- _Text provided_
···

I had two really successful week of training. I had mentioned in my training log that I switched from Hansons ‘beginner’ to the ‘just finish’ plan. I have some trouble with both of the names of their plans, their idea of a beginner plan is quite bad ass. Obviously they speak to the experience (competitive) runner/racer/athlete who just happens to be a beginner at the marathon. As someone who has run 79 different races in the past 10 years, I’d put myself past beginner in runner terms. I may not be competitive (ie fast) but that doesn’t mean I am still a beginner. I attempted to follow the beginner plan for the Philadelphia Marathon, but ultimately began to cut out the speed related workouts and attempted to maintain the high mileage. As someone who trained for their first marathon on 2-3 days of running a week, I knew that simply by running more, I would be a lifetime more prepare for race day. ( I was. I had a 29 minute PR & I am 8 years older and roughly 15 pounds heavier -all of that is a story for another day..)
As 2017 started, I struggled to figure out what running goals I wanted to achieve. I had thought I wanted to get faster, I’ve always had the logic that if I could get faster overall, starting with 5k & onward, the marathon wouldn’t take so damn long.

···

- _Questions on the material_
**1)** In the marathon training post, how many different races has the writer run in the past 10 years?
**2)** Reproduce the marathon training post from "As 2017 started, I" to "so damn long.".
**3)** Decide whether each statement agrees with the marathon training post, answering yes or no and quoting the words that settle it. (a) The writer kept every speed workout while following the beginner plan for the Philadelphia Marathon. (b) The writer trained for a first marathon on 2-3 days of running a week. (c) The writer is lighter now than when running that first marathon.
The material that comes next has no connection to the marathon training post.

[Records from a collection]
···

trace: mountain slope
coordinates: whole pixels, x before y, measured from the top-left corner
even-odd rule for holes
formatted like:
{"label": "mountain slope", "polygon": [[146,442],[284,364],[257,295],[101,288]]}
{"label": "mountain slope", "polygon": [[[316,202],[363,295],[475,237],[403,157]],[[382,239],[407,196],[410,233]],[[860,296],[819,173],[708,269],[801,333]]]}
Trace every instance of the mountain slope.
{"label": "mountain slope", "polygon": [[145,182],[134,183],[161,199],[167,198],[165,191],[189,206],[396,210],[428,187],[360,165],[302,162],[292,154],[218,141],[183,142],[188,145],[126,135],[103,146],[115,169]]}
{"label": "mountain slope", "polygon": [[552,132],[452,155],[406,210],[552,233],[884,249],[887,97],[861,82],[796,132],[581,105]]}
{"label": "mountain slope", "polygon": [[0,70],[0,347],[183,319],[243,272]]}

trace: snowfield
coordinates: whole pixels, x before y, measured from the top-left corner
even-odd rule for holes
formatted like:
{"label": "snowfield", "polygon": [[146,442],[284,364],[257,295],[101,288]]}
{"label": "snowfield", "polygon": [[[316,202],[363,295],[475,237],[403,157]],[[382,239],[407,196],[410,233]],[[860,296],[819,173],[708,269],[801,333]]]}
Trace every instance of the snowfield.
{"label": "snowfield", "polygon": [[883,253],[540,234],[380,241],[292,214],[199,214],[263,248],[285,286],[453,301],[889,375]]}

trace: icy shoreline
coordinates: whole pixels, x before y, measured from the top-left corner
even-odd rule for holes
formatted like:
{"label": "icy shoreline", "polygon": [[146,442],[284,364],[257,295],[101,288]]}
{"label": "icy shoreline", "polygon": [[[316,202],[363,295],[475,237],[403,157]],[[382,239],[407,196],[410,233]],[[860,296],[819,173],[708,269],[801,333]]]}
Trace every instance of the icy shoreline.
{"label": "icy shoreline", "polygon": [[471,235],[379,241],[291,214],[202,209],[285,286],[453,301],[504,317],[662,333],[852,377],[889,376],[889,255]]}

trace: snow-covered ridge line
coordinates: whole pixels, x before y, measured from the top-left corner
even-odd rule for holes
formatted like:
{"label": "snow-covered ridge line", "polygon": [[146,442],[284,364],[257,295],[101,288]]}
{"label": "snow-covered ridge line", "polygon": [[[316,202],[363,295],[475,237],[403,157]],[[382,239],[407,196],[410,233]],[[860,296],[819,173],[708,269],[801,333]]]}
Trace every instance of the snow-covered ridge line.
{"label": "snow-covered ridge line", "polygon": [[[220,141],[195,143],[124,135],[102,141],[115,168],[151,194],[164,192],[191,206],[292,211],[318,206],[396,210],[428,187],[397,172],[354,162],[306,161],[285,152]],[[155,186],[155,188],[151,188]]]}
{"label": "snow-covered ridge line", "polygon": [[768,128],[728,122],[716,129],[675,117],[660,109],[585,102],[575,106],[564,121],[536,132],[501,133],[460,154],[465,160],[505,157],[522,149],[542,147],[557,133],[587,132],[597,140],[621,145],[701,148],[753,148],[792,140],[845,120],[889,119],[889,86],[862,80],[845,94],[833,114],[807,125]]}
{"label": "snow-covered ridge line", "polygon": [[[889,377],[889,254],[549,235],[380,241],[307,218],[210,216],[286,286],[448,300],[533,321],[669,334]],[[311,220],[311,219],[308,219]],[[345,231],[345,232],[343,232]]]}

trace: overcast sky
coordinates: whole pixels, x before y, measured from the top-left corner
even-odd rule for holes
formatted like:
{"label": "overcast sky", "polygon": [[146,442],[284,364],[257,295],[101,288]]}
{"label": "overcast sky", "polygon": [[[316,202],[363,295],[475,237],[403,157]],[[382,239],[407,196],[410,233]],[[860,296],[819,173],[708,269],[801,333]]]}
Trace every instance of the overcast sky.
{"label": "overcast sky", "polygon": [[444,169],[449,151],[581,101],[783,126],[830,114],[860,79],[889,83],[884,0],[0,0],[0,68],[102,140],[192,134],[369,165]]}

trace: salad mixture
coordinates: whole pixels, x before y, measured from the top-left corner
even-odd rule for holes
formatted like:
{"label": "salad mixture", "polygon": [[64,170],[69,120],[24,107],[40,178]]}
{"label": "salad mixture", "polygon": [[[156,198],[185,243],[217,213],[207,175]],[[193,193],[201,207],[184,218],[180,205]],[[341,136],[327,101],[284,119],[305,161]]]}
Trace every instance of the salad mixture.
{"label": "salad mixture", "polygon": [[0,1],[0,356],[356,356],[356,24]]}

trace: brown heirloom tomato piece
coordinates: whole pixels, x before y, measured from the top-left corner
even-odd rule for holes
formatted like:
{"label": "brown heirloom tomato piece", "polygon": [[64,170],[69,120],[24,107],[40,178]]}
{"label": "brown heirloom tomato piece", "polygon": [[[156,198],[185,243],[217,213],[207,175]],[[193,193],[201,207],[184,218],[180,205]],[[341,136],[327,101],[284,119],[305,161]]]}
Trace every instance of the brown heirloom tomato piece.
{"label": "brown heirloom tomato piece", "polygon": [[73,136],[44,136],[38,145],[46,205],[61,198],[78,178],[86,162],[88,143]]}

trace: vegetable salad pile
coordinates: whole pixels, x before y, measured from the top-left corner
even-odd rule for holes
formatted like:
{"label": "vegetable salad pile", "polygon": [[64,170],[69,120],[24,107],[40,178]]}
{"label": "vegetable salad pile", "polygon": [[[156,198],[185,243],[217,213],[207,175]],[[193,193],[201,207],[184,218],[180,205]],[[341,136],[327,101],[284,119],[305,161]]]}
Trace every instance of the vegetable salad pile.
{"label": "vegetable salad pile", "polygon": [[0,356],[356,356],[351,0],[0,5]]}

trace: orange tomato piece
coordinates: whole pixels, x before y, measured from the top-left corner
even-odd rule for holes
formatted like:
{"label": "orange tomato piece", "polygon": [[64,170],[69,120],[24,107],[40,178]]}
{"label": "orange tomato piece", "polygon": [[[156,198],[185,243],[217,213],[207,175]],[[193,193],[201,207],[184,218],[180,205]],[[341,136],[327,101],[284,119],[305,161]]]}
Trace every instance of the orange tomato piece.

···

- _Written answers_
**1)** 79 different races.

**2)**
As 2017 started, I struggled to figure out what running goals I wanted to achieve. I had thought I wanted to get faster, I’ve always had the logic that if I could get faster overall, starting with 5k & onward, the marathon wouldn’t take so damn long.

**3)**
(a) No: "ultimately began to cut out the speed related workouts"
(b) Yes: "trained for their first marathon on 2-3 days of running a week"
(c) No: "roughly 15 pounds heavier"